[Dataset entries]
+--

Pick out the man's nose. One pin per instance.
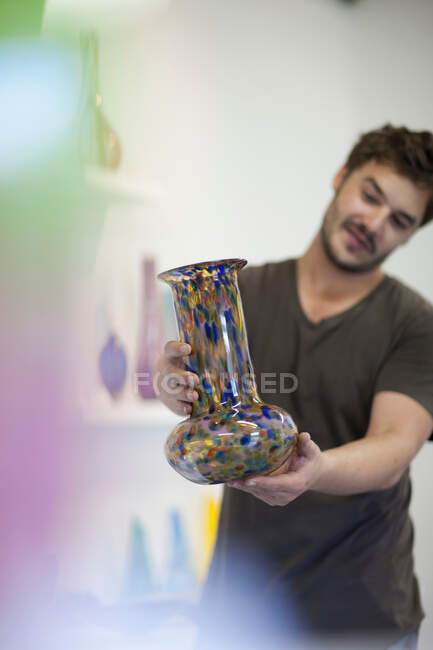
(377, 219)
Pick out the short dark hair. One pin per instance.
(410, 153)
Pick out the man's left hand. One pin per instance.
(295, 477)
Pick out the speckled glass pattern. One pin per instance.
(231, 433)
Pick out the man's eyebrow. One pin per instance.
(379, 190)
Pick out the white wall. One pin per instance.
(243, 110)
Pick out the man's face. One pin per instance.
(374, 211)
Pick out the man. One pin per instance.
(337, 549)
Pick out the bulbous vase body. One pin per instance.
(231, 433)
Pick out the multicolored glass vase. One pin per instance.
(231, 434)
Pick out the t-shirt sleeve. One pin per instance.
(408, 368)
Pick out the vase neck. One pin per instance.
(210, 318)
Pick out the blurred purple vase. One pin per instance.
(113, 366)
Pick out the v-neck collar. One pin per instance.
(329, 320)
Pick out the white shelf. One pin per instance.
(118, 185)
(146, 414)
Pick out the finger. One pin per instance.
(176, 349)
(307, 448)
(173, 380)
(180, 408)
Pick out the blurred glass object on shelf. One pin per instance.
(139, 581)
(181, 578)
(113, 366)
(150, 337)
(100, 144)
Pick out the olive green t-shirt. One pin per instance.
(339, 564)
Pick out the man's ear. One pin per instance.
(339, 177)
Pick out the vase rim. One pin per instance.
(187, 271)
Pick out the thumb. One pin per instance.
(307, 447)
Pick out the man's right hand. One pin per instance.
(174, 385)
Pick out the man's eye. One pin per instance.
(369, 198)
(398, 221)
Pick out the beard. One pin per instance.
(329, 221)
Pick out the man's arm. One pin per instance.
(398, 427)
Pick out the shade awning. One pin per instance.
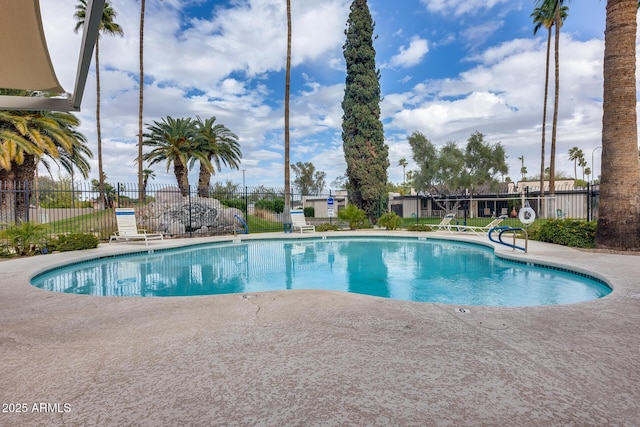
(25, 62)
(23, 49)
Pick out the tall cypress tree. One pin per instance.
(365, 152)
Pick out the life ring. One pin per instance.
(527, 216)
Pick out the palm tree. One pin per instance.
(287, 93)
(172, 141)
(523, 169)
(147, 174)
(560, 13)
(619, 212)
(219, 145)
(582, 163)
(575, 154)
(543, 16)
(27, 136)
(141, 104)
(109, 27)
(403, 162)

+--

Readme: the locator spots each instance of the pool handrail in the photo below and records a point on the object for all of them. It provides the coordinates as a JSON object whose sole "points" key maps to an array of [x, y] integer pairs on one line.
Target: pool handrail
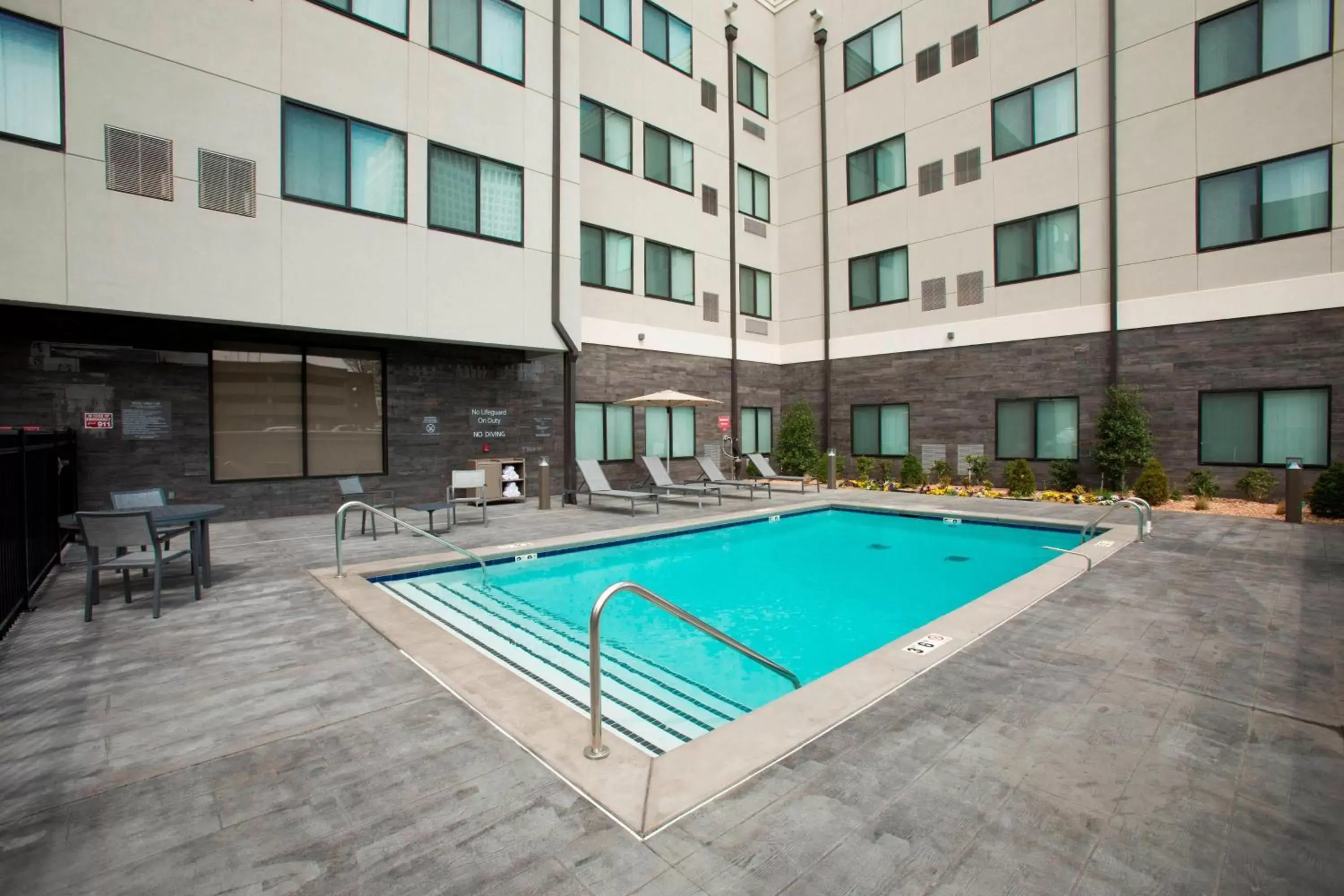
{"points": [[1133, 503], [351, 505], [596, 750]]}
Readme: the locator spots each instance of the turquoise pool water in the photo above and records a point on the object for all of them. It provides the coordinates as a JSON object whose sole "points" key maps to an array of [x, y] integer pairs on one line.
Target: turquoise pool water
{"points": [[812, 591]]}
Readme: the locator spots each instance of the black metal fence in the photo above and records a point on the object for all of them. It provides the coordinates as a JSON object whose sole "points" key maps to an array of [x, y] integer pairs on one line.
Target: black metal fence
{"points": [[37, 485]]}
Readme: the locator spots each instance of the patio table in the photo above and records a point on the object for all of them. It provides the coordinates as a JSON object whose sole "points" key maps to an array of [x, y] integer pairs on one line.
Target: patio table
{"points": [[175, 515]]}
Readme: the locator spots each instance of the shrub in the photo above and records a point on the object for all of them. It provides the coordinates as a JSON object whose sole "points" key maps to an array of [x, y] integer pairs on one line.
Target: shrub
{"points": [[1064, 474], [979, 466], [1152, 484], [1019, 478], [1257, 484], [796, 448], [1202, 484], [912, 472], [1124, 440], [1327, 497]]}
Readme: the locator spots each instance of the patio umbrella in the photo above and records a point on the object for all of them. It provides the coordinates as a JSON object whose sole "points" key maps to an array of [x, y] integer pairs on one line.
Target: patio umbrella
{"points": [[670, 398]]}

+--

Task brief: Which lines above contain the word "array"? Copy each one.

Solution to this problem:
Readme: the locator spots each instance of the pool handrail in the photo below and records a point on the object for all of them. It provides the coordinates as a JSON object whose sole "points" key maps to an array of [x, y] integer pairs on one line.
Readme: the locator spots each instance of the turquoise pool water in the photo above and records a point on the object for all of them. It provides the coordinates as a JSON object whose sole "points" key maps to an array of [x, y] integer pairs on one line.
Readme: the locator spots each instance of the black metal fence in the photo above and records a point on the object for all of them. It provides the coordinates as a JSON object whose sole "points" key maps to an array of [x, y] integer pairs on one line.
Readme: the locator spots each instance of the patio table in the photo above and records a point on the object for all of them. It provides the coordinates as a JSON object whose sole "points" key maps to an array of [x, y] integer pairs on one line.
Readme: the locator spots each instance of the shrub in the photo above and records a point on the object for all of them. It provides the coordinates as a JSON object whose sole "points" key maps to an array of [x, y] integer pairs on one line.
Readme: the locator spots each instance of the patio umbrella in the photo above and records a point on the object for all of them. It provides the coordinates as a JSON object whose sole "points" key maps to an array of [x, y] integer pairs on one line.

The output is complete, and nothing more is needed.